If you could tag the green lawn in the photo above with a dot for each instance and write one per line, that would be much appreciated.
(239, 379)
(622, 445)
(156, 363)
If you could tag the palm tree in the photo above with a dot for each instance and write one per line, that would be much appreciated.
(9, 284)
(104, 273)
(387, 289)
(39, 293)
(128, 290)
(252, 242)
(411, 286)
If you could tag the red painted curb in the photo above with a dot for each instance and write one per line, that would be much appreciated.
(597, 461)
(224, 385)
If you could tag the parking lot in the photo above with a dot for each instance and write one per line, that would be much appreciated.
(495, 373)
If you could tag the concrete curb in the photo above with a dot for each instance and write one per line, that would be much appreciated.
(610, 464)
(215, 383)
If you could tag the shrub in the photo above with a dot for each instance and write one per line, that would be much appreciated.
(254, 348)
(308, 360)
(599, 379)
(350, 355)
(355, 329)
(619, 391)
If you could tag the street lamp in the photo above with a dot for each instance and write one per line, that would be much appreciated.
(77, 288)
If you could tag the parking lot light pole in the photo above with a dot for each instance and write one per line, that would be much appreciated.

++++++++++++++++++++

WHAT IS BEING ASKED — Retype the entries shown above. Keep every word exactly as it is.

FINISHED EXERCISE —
If you could tag the green lawn in the photo above with a dot for each instance and write one per line, that would be much appreciated.
(239, 379)
(622, 445)
(156, 363)
If you could tag the palm tree in the photo above with a dot for each instance and write one per line, that would be much appreciated.
(9, 284)
(104, 273)
(387, 289)
(39, 293)
(128, 290)
(252, 242)
(411, 286)
If you could tag the red painted curb in the photo above with a dot for each instance and write one per line, that would be much appreciated.
(597, 461)
(224, 385)
If you could tag the parking lot in the photo above with a dot for each instance and write one per line, that would be much appreciated.
(495, 373)
If you could tag the concrete curb in the photo above with a dot for each instance and write one per line, that would be much appreciated.
(610, 464)
(215, 383)
If you could tag the shrub in the photo above with a dot for each instance and write one per line, that would be much appreciated.
(254, 348)
(308, 360)
(599, 379)
(350, 355)
(355, 329)
(619, 391)
If you could tag the street lamp in the photo above with a dot for each instance and write one per line, that would be much appreciated.
(77, 288)
If you could tag the parking lot light pole in the photo above with a dot for each instance and write one per line, that would be much appreciated.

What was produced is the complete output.